→ **Set exercise**: Please print these records below exactly, starting with the line that contains "the concrete sidewalk" and going on through the end of the records.

→ **Material shown**:
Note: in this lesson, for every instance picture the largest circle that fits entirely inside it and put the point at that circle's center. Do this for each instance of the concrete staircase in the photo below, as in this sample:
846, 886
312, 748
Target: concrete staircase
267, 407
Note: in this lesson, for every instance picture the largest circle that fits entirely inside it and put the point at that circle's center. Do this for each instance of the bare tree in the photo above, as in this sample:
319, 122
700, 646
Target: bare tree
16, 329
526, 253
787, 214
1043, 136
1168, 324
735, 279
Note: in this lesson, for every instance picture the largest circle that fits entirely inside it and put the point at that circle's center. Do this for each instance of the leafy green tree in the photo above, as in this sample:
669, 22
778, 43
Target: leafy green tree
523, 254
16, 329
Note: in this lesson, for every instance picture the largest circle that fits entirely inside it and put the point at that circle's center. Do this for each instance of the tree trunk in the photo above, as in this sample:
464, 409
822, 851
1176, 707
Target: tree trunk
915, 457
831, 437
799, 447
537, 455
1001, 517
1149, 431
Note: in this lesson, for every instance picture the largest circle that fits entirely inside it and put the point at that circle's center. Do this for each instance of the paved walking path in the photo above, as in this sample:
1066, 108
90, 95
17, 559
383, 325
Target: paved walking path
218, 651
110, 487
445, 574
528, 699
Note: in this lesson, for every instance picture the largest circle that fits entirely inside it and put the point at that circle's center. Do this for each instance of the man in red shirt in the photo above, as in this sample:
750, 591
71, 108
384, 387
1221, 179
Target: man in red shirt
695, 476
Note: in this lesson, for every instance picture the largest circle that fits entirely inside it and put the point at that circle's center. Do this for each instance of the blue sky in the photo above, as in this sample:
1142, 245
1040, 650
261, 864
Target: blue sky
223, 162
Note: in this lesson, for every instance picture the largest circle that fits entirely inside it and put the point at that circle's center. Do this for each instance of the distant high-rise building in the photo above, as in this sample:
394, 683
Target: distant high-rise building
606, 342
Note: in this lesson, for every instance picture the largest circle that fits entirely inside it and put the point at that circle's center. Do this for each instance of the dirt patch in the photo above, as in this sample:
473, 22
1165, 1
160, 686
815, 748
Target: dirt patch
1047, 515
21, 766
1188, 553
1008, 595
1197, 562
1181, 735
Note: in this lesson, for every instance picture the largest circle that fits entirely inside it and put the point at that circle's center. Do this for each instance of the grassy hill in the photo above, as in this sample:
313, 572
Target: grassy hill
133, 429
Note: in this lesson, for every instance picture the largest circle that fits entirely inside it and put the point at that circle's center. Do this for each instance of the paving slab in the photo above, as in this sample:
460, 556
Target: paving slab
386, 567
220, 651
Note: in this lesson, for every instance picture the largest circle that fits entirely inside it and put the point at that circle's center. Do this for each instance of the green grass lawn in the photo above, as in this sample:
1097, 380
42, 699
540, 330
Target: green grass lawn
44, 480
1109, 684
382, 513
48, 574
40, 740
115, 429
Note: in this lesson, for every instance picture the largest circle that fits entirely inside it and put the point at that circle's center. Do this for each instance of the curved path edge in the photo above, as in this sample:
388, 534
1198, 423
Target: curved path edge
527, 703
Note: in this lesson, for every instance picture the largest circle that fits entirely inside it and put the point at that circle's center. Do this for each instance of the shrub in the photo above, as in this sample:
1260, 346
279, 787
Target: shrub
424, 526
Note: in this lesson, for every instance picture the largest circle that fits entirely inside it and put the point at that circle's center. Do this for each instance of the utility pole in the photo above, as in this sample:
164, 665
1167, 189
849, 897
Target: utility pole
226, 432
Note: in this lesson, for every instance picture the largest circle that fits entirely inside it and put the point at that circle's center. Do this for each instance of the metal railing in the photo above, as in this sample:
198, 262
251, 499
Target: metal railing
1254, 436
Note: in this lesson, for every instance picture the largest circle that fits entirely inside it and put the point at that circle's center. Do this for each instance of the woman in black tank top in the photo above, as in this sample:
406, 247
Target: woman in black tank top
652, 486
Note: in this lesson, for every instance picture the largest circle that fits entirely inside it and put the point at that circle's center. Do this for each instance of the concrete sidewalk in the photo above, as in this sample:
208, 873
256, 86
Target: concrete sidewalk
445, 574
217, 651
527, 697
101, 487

→ **Written response**:
Note: in this lesson, for every instance picture the largest circle that fits entirely inside it and put the point at that circle's center. Do this for each instance of the concrete sidewalk in the photo above, as in this sample:
208, 873
256, 86
Target: concrete sidewalk
445, 574
217, 651
527, 697
101, 487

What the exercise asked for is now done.